Rows taken from a pointing dataset
******************************
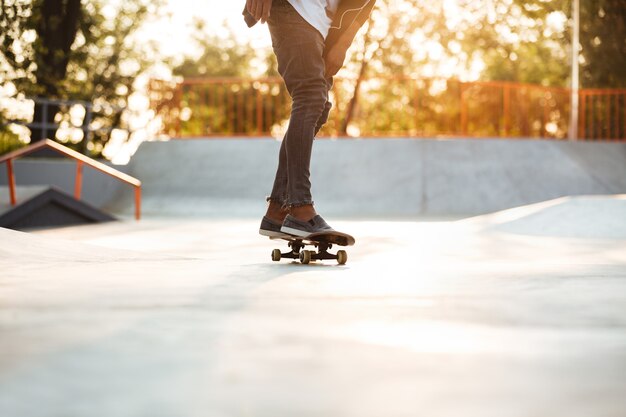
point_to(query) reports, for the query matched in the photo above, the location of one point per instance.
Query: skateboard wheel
(305, 256)
(342, 257)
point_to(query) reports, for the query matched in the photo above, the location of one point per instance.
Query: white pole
(573, 126)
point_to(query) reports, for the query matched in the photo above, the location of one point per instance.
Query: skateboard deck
(322, 241)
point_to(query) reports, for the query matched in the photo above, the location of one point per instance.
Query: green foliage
(97, 61)
(221, 56)
(230, 108)
(9, 141)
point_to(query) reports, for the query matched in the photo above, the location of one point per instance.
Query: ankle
(276, 212)
(304, 213)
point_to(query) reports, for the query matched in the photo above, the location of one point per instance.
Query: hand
(260, 9)
(335, 59)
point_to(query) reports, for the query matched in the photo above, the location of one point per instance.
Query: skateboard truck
(306, 256)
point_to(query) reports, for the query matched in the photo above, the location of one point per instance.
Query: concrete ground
(516, 313)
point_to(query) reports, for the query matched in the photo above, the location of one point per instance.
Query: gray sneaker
(270, 228)
(301, 228)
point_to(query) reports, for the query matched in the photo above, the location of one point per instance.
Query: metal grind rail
(81, 160)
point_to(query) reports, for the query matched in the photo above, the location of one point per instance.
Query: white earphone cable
******************************
→ **Brief**
Please render all of the material above as a numbered list of its lines, skipping blank lines and leaving the pictures out.

→ **Exercise solution**
1. point_to(query) reports, for the query matched in the photo above, the location of one point per instance.
2. Query: skateboard wheel
3. (305, 256)
4. (342, 257)
5. point_to(query) reports, for the query matched in the photo above, the location of one point per instance.
6. Query: white pole
7. (573, 126)
8. point_to(query) reports, for the query matched in the photo above, the location of one point per instance.
9. Query: skateboard deck
10. (322, 241)
11. point_to(query) reports, for the query matched in the photo above, the location of one point per instance.
12. Query: green foliage
13. (97, 61)
14. (221, 56)
15. (230, 108)
16. (9, 141)
17. point_to(query) reports, for the query matched in the photo above, the location of one point per instance.
18. Query: ankle
19. (276, 212)
20. (304, 213)
21. point_to(query) reports, for the query matched in the photo above, the location of one point per instance.
22. Query: hand
23. (260, 9)
24. (335, 59)
25. point_to(query) reports, for the query matched in the photo above, the location of one point per instance.
26. Query: skateboard truck
27. (306, 256)
28. point_to(query) reports, for the query matched in the photo above, the location of one point per instance.
29. Query: concrete ground
30. (516, 313)
31. point_to(query) reports, for the query matched in the photo above, the location of one point per instance.
32. Query: gray sneaker
33. (270, 228)
34. (301, 228)
35. point_to(query) reports, for the query matched in the photo above, the location of one point per instance.
36. Query: metal grind rail
37. (81, 160)
38. point_to(query) reports, for the query matched in the photo above, the location of one point per instance.
39. Query: white earphone cable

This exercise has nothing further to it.